◆ Exercise directions
According to the AI Fairness 360 overview, in which programming languages is the toolkit's package available?

◆ Extract provided
61% of business executives with an innovation strategy say they are using AI to identify opportunities in data that would otherwise be missed (source). This exploration has led AI to make critical decisions in different domains like finance, law, administration, etc. But some people are still sceptical about its fairness, understandability, security, and accountability. This gives birth to state-of-the-art Trusted AI. Trusted AI explains the truthfulness of AI in four terms: 


Sign up for your weekly dose of what's up in emerging technology.
  • Fairness: Many case studies have shown AI models contain Unwanted Bias which gives prejudiced patterns and it is not easy to remove. Fairness deals with the model to give generic truth and try to discriminate.
  • Explainability: It refers to the explanation of predictions made by the AI. For example the people who are building the model need to give the explanation in terms of the model/system performance while if the people are the end user, we need to provide an explanation of the AI system results that will appeal to the audience.
  • Robustness: This ensures the AI system must be strong against malicious action. The best example of this adversarial example of a tortoise. Few pixel changes in the image of tortoise can lead the AI system to classify it as a rifle..
  • Assurance : This ensures the AI system to perform in an optimal manner and is secure to use. This helps in gaining the trust of the user to clearly communicate what this service is supposed to do and what are its limitations. 

To address these four points, the researchers of IBM have developed a toolkit called AI Fairness 360. It is the first system to bring together bias metrics, bias mitigation algorithms, bias metric explanation and industrial usability under one toolkit. The goal is to provide a comprehensive study of fairness metric and mitigation algorithms which helps the industry to make an ideal AI system. AIF360 is an open-source library containing algorithms for each and every step involved in the AI lifecycle. The package for this toolkit is available in both Python and R. This toolkit provides:

  • An architecture for dataset representation and algorithms for bias detection, mitigation and explanation.
  • An explanation of all the metrics.
  • An interactive web-user interface.

AIF360 impart both ease of use and extensibility. The figure mentioned below shows the generic pipeline of bias mitigation. It consists of loading the data into a dataset object, transforming it in a fairer dataset, applying fair pre-processing algorithms, learning classifiers from transformed datasets and obtaining prediction from the classifier. The metrics can be analysed original, transformed, and predicted datasets.

  • These are the state-of-the-art algorithms provided by this toolkit(below). To know about it more, please click here.
  • These are the metrics used by this toolkit(below). Learn more about it, here:
  1. Statistical Parity Difference
  2. Equal Opportunity Difference
  3. Average Odds Difference
  4. Disparate Impact
  5. Theil Index
  6. Euclidean Distance
  7. Mahalanobis Distance
  8. Manhattan Distance
  • Here are some important terminologies related to AIF360.

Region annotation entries
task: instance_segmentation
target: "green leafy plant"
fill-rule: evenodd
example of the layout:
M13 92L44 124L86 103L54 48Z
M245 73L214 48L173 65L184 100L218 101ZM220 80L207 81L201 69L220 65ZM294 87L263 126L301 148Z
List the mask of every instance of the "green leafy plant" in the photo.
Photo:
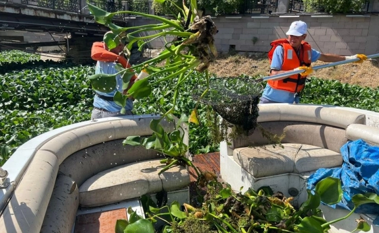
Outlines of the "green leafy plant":
M40 57L41 56L39 55L22 51L17 50L2 51L0 52L0 66L10 62L23 64L31 61L38 61Z
M166 1L161 0L157 1L163 3ZM159 107L163 114L160 119L153 120L150 124L151 128L154 132L153 136L147 140L143 139L140 142L138 142L139 138L137 136L129 137L127 138L125 143L151 148L172 158L172 161L169 160L170 163L167 167L169 168L181 162L193 166L184 156L188 148L179 141L180 138L177 135L179 133L178 132L166 133L159 125L159 122L164 118L169 117L172 113L176 105L181 87L186 80L191 77L191 74L193 72L205 72L207 87L204 91L204 94L207 91L209 75L207 69L217 56L213 37L213 35L217 33L217 29L209 17L202 17L201 13L197 11L195 0L190 1L190 8L186 7L185 1L184 1L183 9L172 1L168 0L167 1L175 6L180 12L175 19L169 20L156 16L128 11L118 12L140 15L161 22L157 25L129 28L121 28L112 22L113 17L117 12L109 13L88 4L88 9L94 16L96 22L108 27L112 31L112 33L108 33L104 39L109 49L115 48L120 41L127 41L127 45L124 48L124 51L126 54L130 55L130 51L135 44L137 44L139 49L141 50L144 44L151 39L157 37L163 37L165 39L167 36L175 36L173 40L166 43L166 50L155 58L128 69L124 69L121 66L118 66L119 72L117 74L97 74L91 76L89 79L94 89L110 91L115 88L116 75L122 75L123 86L126 87L129 85L129 82L134 75L134 69L143 68L147 71L149 75L144 79L138 80L134 83L128 90L128 95L123 96L119 92L115 94L115 102L122 106L125 105L128 97L133 97L137 100L146 98L151 94L153 86L166 81L170 82L169 88L161 97L159 102L162 102L165 97L172 92L173 93L172 102L168 109L165 109L166 106L163 105ZM127 33L126 33L127 31ZM156 31L158 32L157 33ZM155 32L155 33L140 37L137 36L138 33L146 32ZM163 61L166 61L164 66L160 67L157 65ZM163 74L165 75L162 76ZM155 79L152 83L149 83L149 80L157 77L159 78ZM178 77L177 82L173 83L173 80L176 77ZM198 104L194 106L189 120L197 124L199 123L197 113Z
M150 221L144 222L144 229L151 227L153 223L160 219L165 225L159 232L164 233L323 233L330 229L331 224L348 217L360 205L379 204L379 197L376 194L355 195L352 198L354 208L351 211L345 216L327 222L320 216L321 211L318 208L321 201L333 204L341 201L341 183L336 178L327 177L320 181L314 193L308 190L308 199L298 210L290 203L292 198L287 199L280 193L273 193L268 186L257 191L249 189L242 194L235 193L229 185L214 180L207 181L206 185L207 194L198 207L185 203L185 211L182 211L177 202L174 201L170 206L158 208L152 205L144 210L146 219ZM145 207L149 205L148 202L151 203L146 199L143 201ZM119 226L122 230L121 226ZM354 231L369 229L370 226L361 218Z
M174 121L171 115L167 116L170 121ZM174 130L170 133L165 131L160 124L160 120L153 119L150 122L150 129L153 132L152 136L142 138L140 136L129 136L122 143L131 146L142 146L146 149L154 150L168 156L168 158L161 160L161 163L165 163L167 165L159 171L159 174L173 166L181 164L193 167L198 176L200 175L196 167L186 156L188 151L188 146L184 142L185 133L182 124L188 120L187 116L182 114L175 124Z

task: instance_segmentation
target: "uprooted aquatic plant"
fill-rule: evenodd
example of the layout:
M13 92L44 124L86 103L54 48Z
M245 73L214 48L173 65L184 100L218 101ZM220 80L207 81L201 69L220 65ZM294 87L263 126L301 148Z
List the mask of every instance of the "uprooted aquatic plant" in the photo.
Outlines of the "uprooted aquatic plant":
M157 1L163 3L165 0ZM162 118L172 113L176 105L179 87L184 82L190 77L190 74L192 72L207 72L210 63L215 60L217 55L213 38L217 30L210 17L202 17L201 12L196 9L196 0L191 0L189 8L186 6L185 3L184 1L183 9L174 4L181 12L174 19L129 11L110 13L88 4L88 9L95 16L96 21L108 27L112 31L113 33L107 34L104 39L109 49L115 48L120 41L126 42L127 44L124 51L126 54L130 55L130 50L136 44L139 50L142 50L145 44L157 38L162 38L166 41L165 50L156 57L127 69L118 66L120 71L117 74L96 74L91 76L89 80L93 88L102 92L114 90L117 75L122 76L123 86L127 87L135 74L133 70L143 68L150 75L136 82L129 90L128 95L123 96L120 92L117 92L114 97L115 102L121 106L125 106L128 97L133 97L137 100L145 98L151 93L152 86L162 82L169 81L171 82L172 88L168 89L162 98L173 92L172 107L167 110L164 109L165 106L162 106L164 110ZM123 28L112 22L115 15L124 13L143 16L159 21L160 23ZM140 33L150 34L138 36ZM170 40L170 36L174 38ZM164 66L157 66L163 61L166 61ZM162 76L162 75L164 75ZM154 77L159 78L153 83L149 83L149 80ZM175 78L177 79L173 82ZM207 79L209 79L207 72Z
M161 3L165 1L157 0ZM139 142L138 136L129 137L125 142L130 145L140 145L147 149L155 150L168 156L170 158L165 160L165 162L162 161L168 164L163 170L177 164L185 164L193 166L186 158L185 153L188 148L179 142L180 138L178 131L166 132L159 123L165 117L171 117L176 105L180 87L187 79L193 77L191 74L205 72L207 88L204 93L208 91L207 68L217 55L213 44L213 35L217 33L217 30L210 17L202 17L201 12L197 9L196 0L191 0L189 8L186 7L185 1L183 1L183 9L174 4L179 10L180 14L173 19L129 11L111 13L88 4L88 9L94 16L96 21L107 26L112 31L112 33L107 33L104 39L110 50L115 48L121 41L127 43L123 50L126 55L130 55L133 46L136 44L139 50L142 50L145 44L157 38L162 38L166 42L165 50L156 57L128 68L124 68L121 65L117 64L116 67L119 72L116 74L98 74L89 78L94 90L107 92L115 89L117 75L121 75L122 89L125 89L129 86L131 80L135 75L134 70L143 69L147 71L149 75L143 79L137 80L129 89L127 95L122 95L118 91L115 93L113 97L115 102L123 107L125 105L128 98L142 99L151 94L152 86L163 82L170 83L170 87L161 97L157 104L163 103L164 98L173 93L172 105L168 109L165 108L166 106L159 106L162 112L161 117L158 120L153 120L150 124L154 132L153 135ZM160 23L121 27L112 22L112 17L118 14L132 14L143 16L158 21ZM148 35L138 35L140 34ZM169 37L172 36L174 39L170 39ZM164 66L158 65L163 61L165 61ZM156 81L149 82L152 78L155 78ZM197 105L188 120L198 124L197 107ZM123 110L123 108L121 113Z
M291 204L292 198L286 198L281 193L273 193L269 187L257 191L249 189L243 194L236 194L229 185L225 186L215 181L210 181L207 186L207 194L201 206L185 203L185 211L182 211L179 203L174 201L170 206L158 208L153 205L144 210L146 219L150 221L143 222L146 224L143 229L151 229L153 223L160 220L165 223L159 232L163 233L192 233L193 229L223 233L323 233L330 229L331 224L347 218L359 206L379 204L379 197L375 194L356 194L352 199L355 206L350 212L344 217L327 222L319 215L321 210L318 207L321 201L333 204L341 201L341 182L336 178L327 177L320 181L314 193L308 190L308 199L298 210ZM146 199L144 201L147 202ZM370 226L363 219L357 220L354 231L369 229ZM126 230L124 232L132 232Z
M185 130L182 124L188 120L187 116L182 114L182 116L175 123L174 116L171 114L167 116L168 120L173 122L174 128L172 132L167 132L160 124L160 119L153 119L150 122L150 129L153 133L149 137L140 136L129 136L123 142L123 145L141 146L146 149L151 149L165 154L165 159L160 160L161 163L165 164L166 166L159 171L159 174L176 165L188 165L193 168L198 176L200 173L193 164L187 158L188 145L184 142L185 136Z

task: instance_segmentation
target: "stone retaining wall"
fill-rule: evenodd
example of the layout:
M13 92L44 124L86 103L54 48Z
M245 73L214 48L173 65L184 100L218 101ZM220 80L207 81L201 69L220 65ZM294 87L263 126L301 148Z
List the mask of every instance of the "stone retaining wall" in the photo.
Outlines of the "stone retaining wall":
M267 52L274 40L285 37L285 33L293 21L308 25L306 41L324 53L349 55L357 53L379 53L379 16L220 16L212 18L219 30L215 36L219 51L227 52L235 48L237 51ZM326 17L325 17L326 16ZM146 18L130 19L129 25L152 23ZM129 25L128 25L129 26ZM253 42L253 38L256 41ZM162 47L163 39L151 43Z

◆ Solution below
Python and R.